No fim de Oficina de Escritores, que considero a Bíblia para quem quer escrever (ou melhor, uma das Bíblias), Stephen Koch fala de On Writing – A Memoir of the Craft, de Stephen King, que ele considera talvez o mais útil e abrangente livro escrito sobre o ofício de escrever, e de onde grande parte (partes demais, eu diria) da Oficina foi tirado. Pois que tive a honra e a boa vontade de ler On Writing (esta edição da Scribner, com hard cover), no original em inglês, já que ele ainda não foi traduzido. Aliás, por que ainda não traduziram On Writing? Juro que quando o traduzirem compro um exemplar para reler.

O livro já começa bom, com King dizendo que sua intenção é contar como um escritor se forma, e não como ele é feito, já que para ser escritor a pessoa tem que vir com algumas peças de fabricação. Em seguida começam as memórias da infância, o pai que sumiu para sempre porque estava enterrado em contas, logo quando King era bem pequeno, depois uma baby-sitter que era “grande como uma casa”, que vivia o sufocando e peidando em sua cara, que ele lembra de ser “escuro, terrível, mas também gerava algumas risadas”, e nesse sentido ela também o preparou para a crítica literária. Sua voz nos conduz como se ele estivesse conversando com a gente. Aos seis anos de idade, ele plagiou uma história e deu para sua mãe ler, que gostou, mas quando confessou não ter sido ele quem inventou, ela disse: “Escreva suas próprias histórias, Stevie. Você pode fazer melhor que isso”. Então ele escreveu sobre quatro coelhos dirigindo um carro e ajudando crianças. Ela leu, perguntou se ele mesmo tinha escrito aquilo. Depois que ele confirmou, ela disse que aquilo bem poderia estar em um livro. Stephen disse que desde então nenhum elogio que recebeu em sua carreira foi melhor que aquele.

**Questão 1**
Traduza para o inglês a seguinte frase do trecho: "Sua voz nos conduz como se ele estivesse conversando com a gente."
**Questão 2**
Responda, por favor, às perguntas abaixo com base no trecho.
(a) Em que idioma On Writing foi lido?
(b) Com quantos anos King plagiou uma história?
(c) Sobre o que King escreveu depois do conselho da mãe?

**Dados fornecidos**
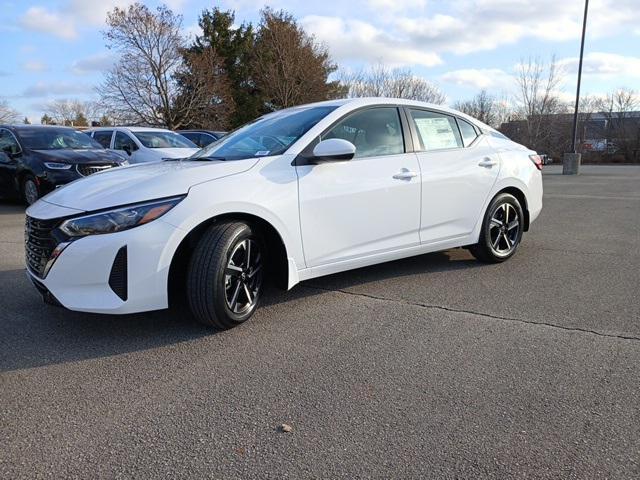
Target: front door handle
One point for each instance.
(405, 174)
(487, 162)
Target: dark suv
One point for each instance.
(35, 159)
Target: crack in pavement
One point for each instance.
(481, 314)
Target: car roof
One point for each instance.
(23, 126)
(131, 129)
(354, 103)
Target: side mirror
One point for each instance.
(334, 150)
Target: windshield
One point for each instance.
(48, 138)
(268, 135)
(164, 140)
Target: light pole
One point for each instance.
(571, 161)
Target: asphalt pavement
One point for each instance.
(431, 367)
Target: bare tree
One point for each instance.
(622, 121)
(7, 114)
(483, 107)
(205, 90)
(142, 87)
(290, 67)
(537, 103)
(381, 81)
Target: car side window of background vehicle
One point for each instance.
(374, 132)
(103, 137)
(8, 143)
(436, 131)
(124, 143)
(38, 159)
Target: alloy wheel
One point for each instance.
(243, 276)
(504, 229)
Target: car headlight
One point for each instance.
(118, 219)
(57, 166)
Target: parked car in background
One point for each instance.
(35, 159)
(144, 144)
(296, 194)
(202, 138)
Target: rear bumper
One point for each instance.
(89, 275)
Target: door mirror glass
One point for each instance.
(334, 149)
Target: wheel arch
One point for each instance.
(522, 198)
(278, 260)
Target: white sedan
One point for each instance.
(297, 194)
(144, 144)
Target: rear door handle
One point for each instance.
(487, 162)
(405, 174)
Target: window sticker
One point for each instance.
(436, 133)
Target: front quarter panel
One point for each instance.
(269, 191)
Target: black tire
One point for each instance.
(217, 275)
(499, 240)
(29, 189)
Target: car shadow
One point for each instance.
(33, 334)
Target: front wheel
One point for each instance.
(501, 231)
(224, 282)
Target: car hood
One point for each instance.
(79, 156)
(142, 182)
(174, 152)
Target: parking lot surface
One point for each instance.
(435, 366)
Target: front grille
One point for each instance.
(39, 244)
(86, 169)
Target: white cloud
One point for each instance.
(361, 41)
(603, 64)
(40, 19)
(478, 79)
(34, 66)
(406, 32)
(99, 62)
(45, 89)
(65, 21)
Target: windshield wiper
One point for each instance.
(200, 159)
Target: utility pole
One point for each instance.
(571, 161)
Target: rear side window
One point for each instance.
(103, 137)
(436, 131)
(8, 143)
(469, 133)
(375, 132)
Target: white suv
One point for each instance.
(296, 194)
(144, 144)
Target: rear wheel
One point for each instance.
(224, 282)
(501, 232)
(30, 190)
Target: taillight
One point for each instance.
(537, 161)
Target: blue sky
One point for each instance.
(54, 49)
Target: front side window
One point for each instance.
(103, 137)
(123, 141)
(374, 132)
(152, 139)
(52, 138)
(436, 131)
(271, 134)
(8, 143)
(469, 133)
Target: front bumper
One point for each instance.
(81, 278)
...
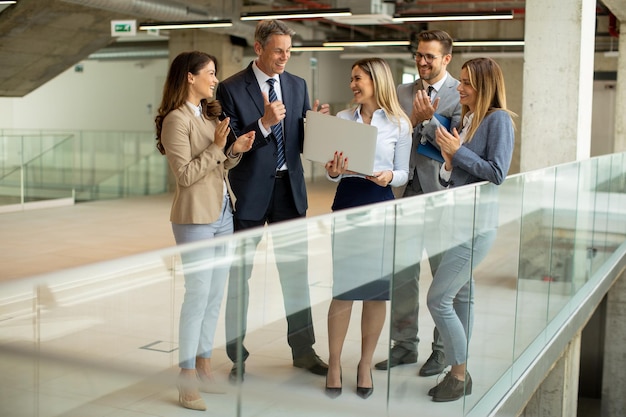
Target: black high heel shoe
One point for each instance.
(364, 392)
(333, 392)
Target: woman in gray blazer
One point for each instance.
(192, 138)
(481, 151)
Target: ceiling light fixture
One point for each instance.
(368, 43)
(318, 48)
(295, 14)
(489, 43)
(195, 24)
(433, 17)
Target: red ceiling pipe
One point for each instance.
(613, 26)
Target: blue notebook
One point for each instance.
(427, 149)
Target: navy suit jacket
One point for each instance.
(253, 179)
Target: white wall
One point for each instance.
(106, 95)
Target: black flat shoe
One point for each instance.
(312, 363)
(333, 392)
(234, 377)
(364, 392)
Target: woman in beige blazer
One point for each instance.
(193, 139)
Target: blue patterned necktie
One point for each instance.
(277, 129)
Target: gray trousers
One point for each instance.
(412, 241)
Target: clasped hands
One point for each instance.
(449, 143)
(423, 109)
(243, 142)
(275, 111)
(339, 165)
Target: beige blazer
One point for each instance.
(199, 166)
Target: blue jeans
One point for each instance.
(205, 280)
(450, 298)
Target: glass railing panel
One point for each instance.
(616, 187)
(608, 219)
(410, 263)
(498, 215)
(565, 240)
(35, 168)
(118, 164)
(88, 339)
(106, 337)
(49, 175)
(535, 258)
---
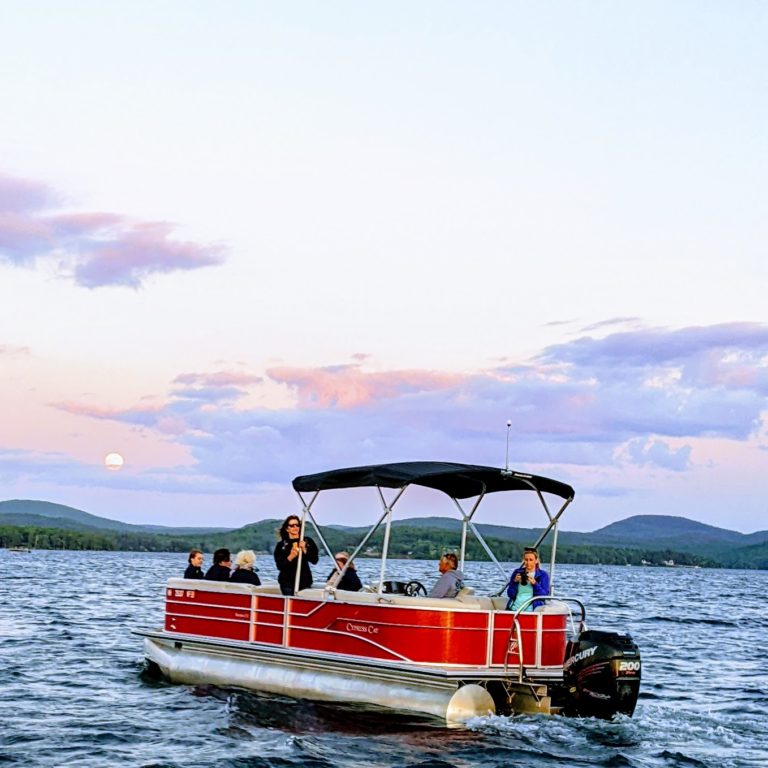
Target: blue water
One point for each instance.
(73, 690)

**Área de resposta 1**
His voice guides us as if he were talking with us.

**Área de resposta 2**
(a) No original em inglês.
(b) Aos seis anos.
(c) Sobre quatro coelhos dirigindo um carro e ajudando crianças.